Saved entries
________________________

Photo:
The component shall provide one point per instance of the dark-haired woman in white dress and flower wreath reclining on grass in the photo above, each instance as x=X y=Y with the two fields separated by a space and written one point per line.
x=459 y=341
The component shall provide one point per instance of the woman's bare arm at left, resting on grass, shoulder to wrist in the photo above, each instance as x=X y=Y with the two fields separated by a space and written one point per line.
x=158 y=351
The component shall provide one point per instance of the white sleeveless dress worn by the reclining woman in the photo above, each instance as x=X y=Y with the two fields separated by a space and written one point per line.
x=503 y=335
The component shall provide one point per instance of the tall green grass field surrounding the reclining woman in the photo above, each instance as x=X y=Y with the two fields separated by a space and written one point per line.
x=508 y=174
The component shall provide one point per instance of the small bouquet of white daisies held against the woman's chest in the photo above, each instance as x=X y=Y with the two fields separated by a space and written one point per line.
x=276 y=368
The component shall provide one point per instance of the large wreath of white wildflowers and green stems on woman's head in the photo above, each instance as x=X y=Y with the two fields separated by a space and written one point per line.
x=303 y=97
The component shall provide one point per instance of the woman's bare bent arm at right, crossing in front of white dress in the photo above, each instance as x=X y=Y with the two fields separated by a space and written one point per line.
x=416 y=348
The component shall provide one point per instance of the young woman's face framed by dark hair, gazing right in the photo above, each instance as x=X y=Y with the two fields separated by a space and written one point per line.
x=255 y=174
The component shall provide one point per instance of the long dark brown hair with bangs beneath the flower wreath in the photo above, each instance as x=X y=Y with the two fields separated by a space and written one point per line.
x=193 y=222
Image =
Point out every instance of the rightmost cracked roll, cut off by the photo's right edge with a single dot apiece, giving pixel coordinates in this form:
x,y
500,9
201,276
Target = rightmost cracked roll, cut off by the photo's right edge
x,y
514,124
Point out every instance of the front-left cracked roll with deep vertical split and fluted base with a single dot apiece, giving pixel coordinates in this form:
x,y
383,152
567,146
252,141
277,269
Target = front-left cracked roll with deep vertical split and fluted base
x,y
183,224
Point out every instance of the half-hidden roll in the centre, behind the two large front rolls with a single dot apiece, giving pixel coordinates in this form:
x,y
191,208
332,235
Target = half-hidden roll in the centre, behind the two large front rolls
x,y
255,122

________________________

TASK OBJECTIVE: Could you print every record above exactly as it appears?

OUTPUT OF THE EXERCISE:
Photo:
The component shall provide one point per instance of the dark-haired woman in white dress and flower wreath reclining on grass in the photo above, each instance as x=X y=Y with the two fields separated by a space and written one point per line.
x=459 y=341
The component shall provide one point per instance of the woman's bare arm at left, resting on grass, shoulder to wrist in the photo above, each instance as x=X y=Y with the two fields separated by a space and written one point per line.
x=158 y=351
The component shall provide one point per instance of the white sleeveless dress worn by the reclining woman in the photo above, each instance as x=X y=Y with the two fields separated by a space and written one point per line.
x=503 y=335
The component shall provide one point per instance of the tall green grass field surrounding the reclining woman in the photo above, each instance as x=X y=Y with the two fields separated by a space and written one point per line.
x=508 y=174
The component shall provide one point per instance of the small bouquet of white daisies held against the woman's chest in the photo above, each instance as x=X y=Y with the two fields separated by a space and written one point per line.
x=276 y=368
The component shall provide one point per instance of the large wreath of white wildflowers and green stems on woman's head in the photo above, each instance as x=X y=Y with the two fields separated by a space and written one point per line.
x=303 y=97
The component shall provide one point per instance of the woman's bare bent arm at right, crossing in front of white dress in the photo above, each instance as x=X y=Y with the two fields separated by a space and written one point per line.
x=416 y=348
The component shall provide one point per instance of the young woman's face framed by dark hair, gazing right in the photo above, each instance as x=X y=Y with the two fields separated by a space and written one point per line.
x=255 y=174
The component shall provide one point per instance of the long dark brown hair with bangs beneath the flower wreath in the photo above, each instance as x=X y=Y with the two fields separated by a space and written one point per line.
x=193 y=222
Image =
Point out every instance of the rightmost cracked roll, cut off by the photo's right edge with a single dot apiece, giving pixel coordinates in this form:
x,y
500,9
201,276
Target = rightmost cracked roll, cut off by the photo's right edge
x,y
514,124
Point out every instance of the front-left cracked roll with deep vertical split and fluted base with a single dot apiece, giving pixel coordinates in this form:
x,y
383,152
567,146
252,141
277,269
Target = front-left cracked roll with deep vertical split and fluted base
x,y
183,224
Point out every instance of the half-hidden roll in the centre, behind the two large front rolls with a single dot apiece, giving pixel coordinates in this form:
x,y
191,208
332,235
Target = half-hidden roll in the centre, behind the two large front rolls
x,y
255,122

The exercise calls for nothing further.